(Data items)
::::

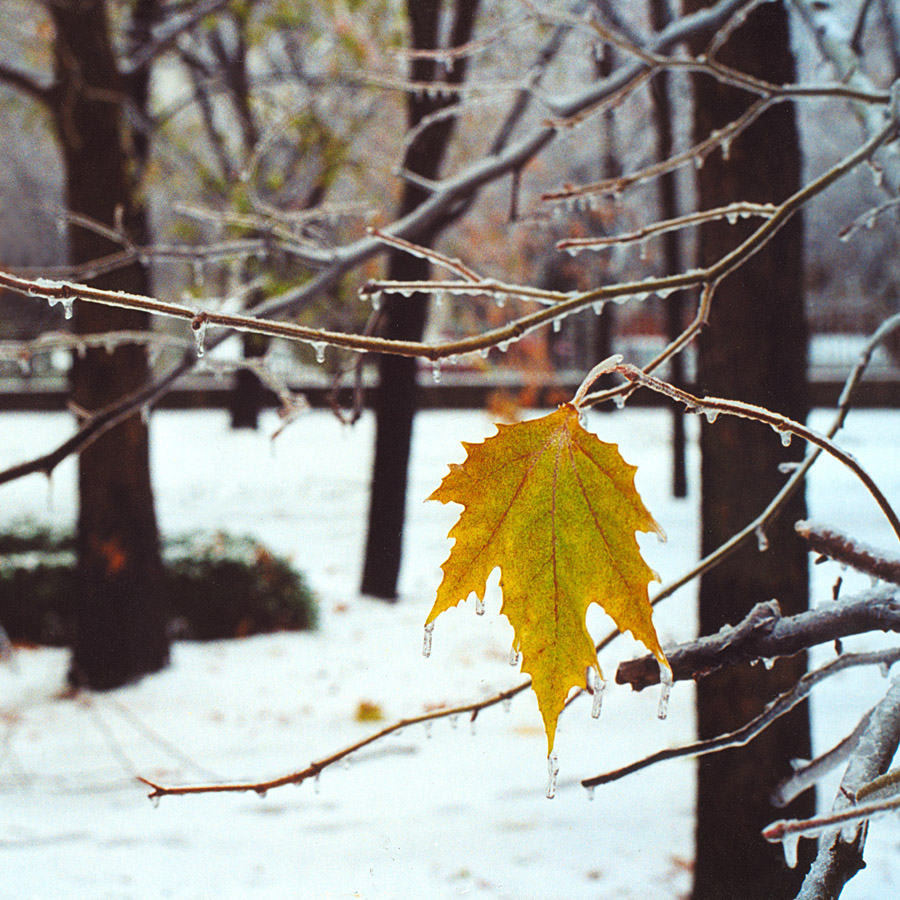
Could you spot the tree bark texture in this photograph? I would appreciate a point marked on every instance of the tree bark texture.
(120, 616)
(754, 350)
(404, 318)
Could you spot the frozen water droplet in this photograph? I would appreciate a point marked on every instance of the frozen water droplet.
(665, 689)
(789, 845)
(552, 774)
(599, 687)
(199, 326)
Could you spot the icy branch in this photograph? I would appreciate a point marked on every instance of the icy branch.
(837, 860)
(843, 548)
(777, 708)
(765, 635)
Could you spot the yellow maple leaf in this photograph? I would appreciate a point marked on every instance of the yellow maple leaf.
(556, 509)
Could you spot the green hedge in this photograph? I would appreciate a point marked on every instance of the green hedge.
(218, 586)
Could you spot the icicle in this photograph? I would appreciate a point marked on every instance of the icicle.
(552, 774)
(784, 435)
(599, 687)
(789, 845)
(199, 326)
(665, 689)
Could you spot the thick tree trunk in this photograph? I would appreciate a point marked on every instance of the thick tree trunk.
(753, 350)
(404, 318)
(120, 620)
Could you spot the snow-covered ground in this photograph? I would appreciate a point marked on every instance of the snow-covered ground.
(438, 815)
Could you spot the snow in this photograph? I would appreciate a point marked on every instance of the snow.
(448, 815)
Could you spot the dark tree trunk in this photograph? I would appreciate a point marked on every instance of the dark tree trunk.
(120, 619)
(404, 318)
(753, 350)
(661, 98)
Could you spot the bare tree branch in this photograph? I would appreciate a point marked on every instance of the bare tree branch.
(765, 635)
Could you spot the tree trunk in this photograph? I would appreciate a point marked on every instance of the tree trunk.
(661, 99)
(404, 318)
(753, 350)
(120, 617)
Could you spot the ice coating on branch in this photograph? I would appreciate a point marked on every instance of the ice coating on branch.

::::

**Aim of the exercise**
Lines from the one containing "Could you spot the thick" through the end of the entries above must be copied exactly; include both ends and no other lines.

**Solution for this problem**
Could you spot the thick tree trunk in this photograph? I would appreciate a point marked on every instance of the thick tree trunk.
(753, 350)
(404, 318)
(120, 620)
Could you spot the snow-covered ground in this photograph? I would appreciate a point marked on every instance of the snow-covered ground.
(438, 815)
Could you spot the snow in this photograph? I would appreciate a point marked on every instance of the snow.
(448, 815)
Could you spot the dark tree trunk in this photograph? I would appreciate a point marked on every instance of the dark tree trunk.
(120, 619)
(404, 318)
(753, 350)
(661, 98)
Could you spot the bare tree branch in this photograph? I would appreciate a point marked on every instance of the bare tree branch.
(765, 635)
Could you spot the tree trunk in this photograph? I would appreciate a point marked on every instance of the tree trunk.
(661, 99)
(404, 318)
(753, 350)
(120, 617)
Could you spot the ice coating on branch in this photograph? I would appreciate a point marked on every instance of the ice coating on branch.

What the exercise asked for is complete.